■ **Problem to solve**
Render every line of the data below as a numbered list, omitting any blank lines. Leave the pictures out of the answer.

■ **Information given**
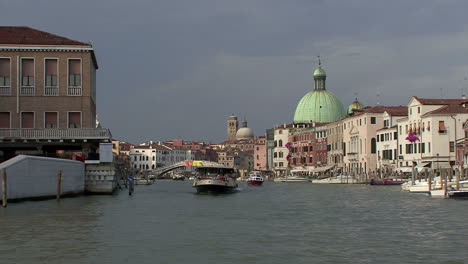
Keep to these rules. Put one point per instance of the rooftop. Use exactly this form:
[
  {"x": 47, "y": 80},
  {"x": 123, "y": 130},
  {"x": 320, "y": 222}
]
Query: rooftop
[{"x": 31, "y": 36}]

■ **Written reply**
1. Keep to these rules. Put one point per instance of the rooftop. Use exactly this form:
2. [
3.   {"x": 47, "y": 80},
4.   {"x": 123, "y": 130},
5.   {"x": 320, "y": 222}
6. ]
7. Query: rooftop
8. [{"x": 31, "y": 36}]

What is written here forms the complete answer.